### Consigne écrite 1
Reproduisez à l'identique le passage du texte sur les banquises qui commence par "1. Introduction" et se termine par "des masses d’air.".

### Texte à lire
%%

Par Nicola Scafetta et Adriano Mazzarella*
Traduction, Scaletrans.
Résumé :
Nous étudions ici les archives sur l’étendue des banquises Arctique et Antarctique fournies par le National Snow and Ice Data Center (NSIDC). Ces archives révèlent un comportement climatique inverse : depuis 1978, l’indice d’extension de la banquise Arctique a décru, ce qui veut dire que la région s’est réchauffée, pendant que l’indice d’extension de la banquise Antarctique a augmenté à un rythme significativement plus élevé que dans les décennies précédentes ; Autrement dit, l’extension des banquises des deux régions a connu une accélération positive. Ce résultat est assez robuste car il est confirmé par d’autres indices climatiques de température pour les mêmes régions. Nous avons également trouvé qu’une oscillation naturelle significative de 4-5 ans caractérise le climat de ces régions de banquise. Au contraire, nous avons trouvé que les modèles de circulation générale CMIP5 ont prédit un réchauffement significatif dans les deux régions polaires et échoué à reproduire la forte oscillation de 4-5 ans. Les simulations CMIP5 des GCM étant en contradiction avec les observations, nous suggérons que d’importants mécanismes naturels de changement climatique manquent dans les modèles.
1. Introduction
La banquise est de l’eau de mer congelée. Elle couvre environ 7% de la surface terrestre et environ 12% des océans du globe [1]. La banquise se forme majoritairement dans les régions polaires, soit dans l’océan Arctique et dans la mer autour de l’Antarctique. La glace de mer a une température très proche du point de fusion. Son évolution est évaluée principalement en considérant l’équilibre massique de la glace en comparaison avec l’instrumentation standard. En raison de ses propriétés thermodynamiques, l’extension de la banquise dépend de la variation de l’albédo local, des fluctuations de la température, de la circulation océanique et de la variation des masses d’air.

%%

### Données extraites

%%

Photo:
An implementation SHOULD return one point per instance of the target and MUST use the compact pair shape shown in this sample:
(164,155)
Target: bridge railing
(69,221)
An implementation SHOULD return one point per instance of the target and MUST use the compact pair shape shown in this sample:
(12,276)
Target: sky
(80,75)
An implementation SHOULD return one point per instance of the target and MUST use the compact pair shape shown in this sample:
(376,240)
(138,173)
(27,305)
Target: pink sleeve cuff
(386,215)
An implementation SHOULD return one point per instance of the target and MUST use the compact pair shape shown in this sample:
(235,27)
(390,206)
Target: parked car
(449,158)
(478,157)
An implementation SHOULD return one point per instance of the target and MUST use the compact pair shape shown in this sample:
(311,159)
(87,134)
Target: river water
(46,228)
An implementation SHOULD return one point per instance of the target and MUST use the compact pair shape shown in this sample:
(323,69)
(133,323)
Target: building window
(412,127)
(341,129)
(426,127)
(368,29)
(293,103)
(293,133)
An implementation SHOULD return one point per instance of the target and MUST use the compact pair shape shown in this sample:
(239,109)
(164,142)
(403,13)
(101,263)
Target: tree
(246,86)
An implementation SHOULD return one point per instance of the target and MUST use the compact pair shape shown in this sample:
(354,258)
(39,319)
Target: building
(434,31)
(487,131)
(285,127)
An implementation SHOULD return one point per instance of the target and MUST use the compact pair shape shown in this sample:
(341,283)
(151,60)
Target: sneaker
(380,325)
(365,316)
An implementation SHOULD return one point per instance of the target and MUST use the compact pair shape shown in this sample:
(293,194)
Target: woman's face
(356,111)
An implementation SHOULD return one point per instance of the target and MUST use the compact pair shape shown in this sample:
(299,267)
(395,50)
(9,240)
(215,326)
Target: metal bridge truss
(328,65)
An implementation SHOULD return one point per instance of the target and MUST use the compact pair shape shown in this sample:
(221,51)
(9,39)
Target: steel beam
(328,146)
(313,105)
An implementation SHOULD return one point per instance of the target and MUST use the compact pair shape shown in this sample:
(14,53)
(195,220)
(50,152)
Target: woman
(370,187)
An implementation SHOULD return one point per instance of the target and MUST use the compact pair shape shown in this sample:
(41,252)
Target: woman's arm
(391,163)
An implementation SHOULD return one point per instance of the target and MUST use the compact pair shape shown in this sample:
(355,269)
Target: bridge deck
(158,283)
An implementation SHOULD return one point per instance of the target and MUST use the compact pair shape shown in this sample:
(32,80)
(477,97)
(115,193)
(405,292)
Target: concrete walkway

%%

### Consigne écrite 2
Comptez les lignes des enregistrements où figure la chaîne "bridge", en tenant compte des majuscules et des minuscules. Indiquez seulement ce nombre.

### Réponse 1
1. Introduction
La banquise est de l’eau de mer congelée. Elle couvre environ 7% de la surface terrestre et environ 12% des océans du globe [1]. La banquise se forme majoritairement dans les régions polaires, soit dans l’océan Arctique et dans la mer autour de l’Antarctique. La glace de mer a une température très proche du point de fusion. Son évolution est évaluée principalement en considérant l’équilibre massique de la glace en comparaison avec l’instrumentation standard. En raison de ses propriétés thermodynamiques, l’extension de la banquise dépend de la variation de l’albédo local, des fluctuations de la température, de la circulation océanique et de la variation des masses d’air.

### Réponse 2
3